### YOUR TASK
Reproduce the listing below without any change.

### DATA EXCERPTS
▶
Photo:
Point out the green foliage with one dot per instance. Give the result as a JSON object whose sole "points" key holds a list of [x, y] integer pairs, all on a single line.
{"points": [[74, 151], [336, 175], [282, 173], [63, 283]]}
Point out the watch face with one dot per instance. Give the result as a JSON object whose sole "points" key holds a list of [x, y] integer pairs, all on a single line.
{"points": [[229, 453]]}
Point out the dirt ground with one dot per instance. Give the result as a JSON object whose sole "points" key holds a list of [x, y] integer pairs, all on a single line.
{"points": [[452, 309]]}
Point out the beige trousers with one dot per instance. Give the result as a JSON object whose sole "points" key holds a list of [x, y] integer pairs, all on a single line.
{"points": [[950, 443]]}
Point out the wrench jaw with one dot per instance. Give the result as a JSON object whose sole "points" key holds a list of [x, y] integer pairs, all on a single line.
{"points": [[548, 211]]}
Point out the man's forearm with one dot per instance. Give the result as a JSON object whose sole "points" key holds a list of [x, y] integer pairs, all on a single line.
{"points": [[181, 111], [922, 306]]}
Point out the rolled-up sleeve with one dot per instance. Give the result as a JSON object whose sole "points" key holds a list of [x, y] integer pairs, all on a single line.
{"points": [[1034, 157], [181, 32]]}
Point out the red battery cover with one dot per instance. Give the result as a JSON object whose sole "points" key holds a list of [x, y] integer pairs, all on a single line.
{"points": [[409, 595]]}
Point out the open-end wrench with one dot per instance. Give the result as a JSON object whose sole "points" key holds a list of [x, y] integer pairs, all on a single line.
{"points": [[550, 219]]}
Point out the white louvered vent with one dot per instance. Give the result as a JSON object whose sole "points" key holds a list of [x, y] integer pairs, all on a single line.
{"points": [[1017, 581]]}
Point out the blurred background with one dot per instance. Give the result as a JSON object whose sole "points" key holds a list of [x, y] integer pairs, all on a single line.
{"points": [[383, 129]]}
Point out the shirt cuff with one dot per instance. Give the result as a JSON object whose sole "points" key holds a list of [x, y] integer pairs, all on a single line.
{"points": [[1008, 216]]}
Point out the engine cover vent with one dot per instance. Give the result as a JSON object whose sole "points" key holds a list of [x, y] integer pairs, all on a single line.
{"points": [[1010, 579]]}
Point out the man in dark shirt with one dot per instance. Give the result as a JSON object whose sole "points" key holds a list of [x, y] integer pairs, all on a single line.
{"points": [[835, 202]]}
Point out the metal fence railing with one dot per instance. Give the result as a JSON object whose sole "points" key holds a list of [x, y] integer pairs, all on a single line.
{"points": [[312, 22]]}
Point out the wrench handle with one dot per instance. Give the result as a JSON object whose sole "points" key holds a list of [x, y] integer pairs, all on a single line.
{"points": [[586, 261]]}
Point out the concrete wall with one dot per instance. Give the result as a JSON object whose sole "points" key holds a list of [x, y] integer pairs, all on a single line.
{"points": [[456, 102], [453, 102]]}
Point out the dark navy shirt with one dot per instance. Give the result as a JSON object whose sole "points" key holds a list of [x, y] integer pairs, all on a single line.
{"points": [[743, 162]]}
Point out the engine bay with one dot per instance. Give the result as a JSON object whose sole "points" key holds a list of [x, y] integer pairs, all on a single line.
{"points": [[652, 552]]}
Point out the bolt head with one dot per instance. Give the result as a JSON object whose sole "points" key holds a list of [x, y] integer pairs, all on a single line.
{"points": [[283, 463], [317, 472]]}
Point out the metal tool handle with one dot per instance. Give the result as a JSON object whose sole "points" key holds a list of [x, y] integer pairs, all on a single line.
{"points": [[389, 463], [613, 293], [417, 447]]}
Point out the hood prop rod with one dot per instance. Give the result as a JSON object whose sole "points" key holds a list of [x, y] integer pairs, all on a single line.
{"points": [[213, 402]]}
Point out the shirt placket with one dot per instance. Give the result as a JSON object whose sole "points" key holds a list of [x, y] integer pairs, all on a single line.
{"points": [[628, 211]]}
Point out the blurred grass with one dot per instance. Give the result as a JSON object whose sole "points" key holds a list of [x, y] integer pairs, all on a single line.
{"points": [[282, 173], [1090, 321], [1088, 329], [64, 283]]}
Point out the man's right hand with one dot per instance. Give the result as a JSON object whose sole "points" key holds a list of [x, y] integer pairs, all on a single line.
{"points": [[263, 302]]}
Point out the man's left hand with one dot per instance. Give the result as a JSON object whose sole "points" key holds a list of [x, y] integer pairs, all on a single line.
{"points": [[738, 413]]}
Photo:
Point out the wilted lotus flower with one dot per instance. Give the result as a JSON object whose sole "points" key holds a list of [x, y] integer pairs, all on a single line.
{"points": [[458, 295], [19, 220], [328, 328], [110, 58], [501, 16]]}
◀
### ANSWER BELOW
Photo:
Point out the green foliage with one dot per instance. Give the result as a JSON object whose sole "points" key holds a list of [x, y] integer pairs, all on a single line.
{"points": [[74, 151], [336, 175], [282, 173], [63, 283]]}
Point out the watch face with one dot per instance. Give the result as a JSON object whose sole "points" key holds a list of [x, y] integer pairs, all on a single line.
{"points": [[229, 453]]}
Point out the dirt ground with one dot per instance. Give the result as a JSON object whose sole "points" key holds a list of [x, y] integer pairs, all on a single line.
{"points": [[452, 309]]}
Point out the beige trousers with one dot per instance. Give the result as a JSON object whose sole "points" key holds a list of [x, y] integer pairs, all on a single line.
{"points": [[950, 443]]}
Point out the wrench jaw with one dot per instance. Give the result as a JSON object whose sole "points" key holds a list of [x, y] integer pairs, all on a single line.
{"points": [[548, 211]]}
Point out the man's forearm with one dot per instance. Give the result as a JSON object whose sole "points" key holds a list of [x, y] integer pairs, all on a single line.
{"points": [[181, 111], [922, 306]]}
Point out the rolled-up sleeve with one dot per instance. Give the result as a JSON object whose sole "points" key holds a list of [x, y] integer pairs, all on a single line.
{"points": [[1034, 157], [181, 32]]}
Point out the red battery cover with one dot per instance. Give the result as a JSON object whose sole "points" key holds a list of [x, y] integer pairs, all on a single line.
{"points": [[409, 595]]}
Point out the open-end wrench with one dot per instance. Give the result as a JSON object whose sole "points" key holds a list of [x, y] integer pairs, all on a single line.
{"points": [[550, 219]]}
Point out the white louvered vent with one dot per instance. Give the result as a JSON object whose sole "points" key holds a list of [x, y] integer pairs, all on a single line.
{"points": [[1017, 581]]}
Point out the blurred background with one dot per instance. Give the result as a JSON object whose sole "points" key holds a list of [x, y] integer pairs, all on a single line.
{"points": [[383, 129]]}
Point out the shirt cuff with one dot per instance. Give the result as a JSON object whose sole "points" key holds a list of [x, y] integer pairs, all on a single line.
{"points": [[1008, 216]]}
Point out the engine cover vent with one dot per instance. Give the result as a JSON object whose sole "points" key holds a list of [x, y] integer pairs, all on a single line.
{"points": [[1010, 579]]}
Point out the man in dark shirt with one dot per instance. Give the result as a JSON object whose sole "points" key holds a list of [x, y] integer pairs, all on a single line.
{"points": [[835, 202]]}
Point out the metal fence railing with one dot per instance. Give the result as a JSON object whose sole "points" key holds a list of [x, y] integer pairs, all on a single line.
{"points": [[312, 22]]}
Point out the wrench handle with one dot per instance. Give the result as a JSON object whose sole "points" key holds a list of [x, y] integer pairs, all on a single line.
{"points": [[586, 261]]}
Point out the concrete wall with one dot per instance. Give the result as a JSON object whose sole "points" key holds a list of [x, y] integer pairs, all on a single line.
{"points": [[456, 102], [453, 102]]}
Point out the dark navy shirt with one dot per instance. Give the result as a JSON object whose sole "points" key holds a list of [x, y] integer pairs, all on a single line.
{"points": [[743, 162]]}
Point out the engine bay with one dot per instance. Give the result as a JSON object whose sole "points" key holds a list of [x, y] integer pairs, all on a single line.
{"points": [[652, 552]]}
Point out the bolt head with one dot per instance. Give the result as a JSON object whose sole "points" key holds a list of [x, y] integer pairs, all on a single line.
{"points": [[283, 463], [317, 472]]}
Point out the metal tool handle with one dot per instance. Give the result as a JSON object whose sole "points" key holds a list of [x, y] integer pairs, all on a single line.
{"points": [[389, 463], [613, 293], [417, 447]]}
Point out the hood prop rod with one dot per instance. Give the result as a JSON object whose sole "points" key holds a list of [x, y] integer pairs, all on a single line.
{"points": [[213, 402]]}
Point out the shirt placket with one dot per instance. Give the result as a JSON object whose sole "points" key holds a list of [x, y] integer pairs, all on a single line.
{"points": [[628, 211]]}
Point out the blurred grass with one dot per instance. Give the result as a JSON object whose sole "points" key holds a list of [x, y] integer pairs, all on a single line.
{"points": [[282, 173], [1090, 321], [1088, 329], [64, 283]]}
Point out the man's right hand with one dot per instance. Give the result as a JSON object whose sole "points" key holds a list of [x, y] integer pairs, all on a single line.
{"points": [[263, 302]]}
Point out the man's left hand with one dot per instance. Give the result as a JSON object whose sole "points" key holds a list of [x, y] integer pairs, all on a single line.
{"points": [[738, 413]]}
Photo:
Point out the wilted lotus flower with one dot per instance. Give the result as a JSON object whose sole "points" key holds a list of [x, y] integer pairs, all on a single line.
{"points": [[458, 295], [19, 220], [328, 328], [110, 58], [501, 16]]}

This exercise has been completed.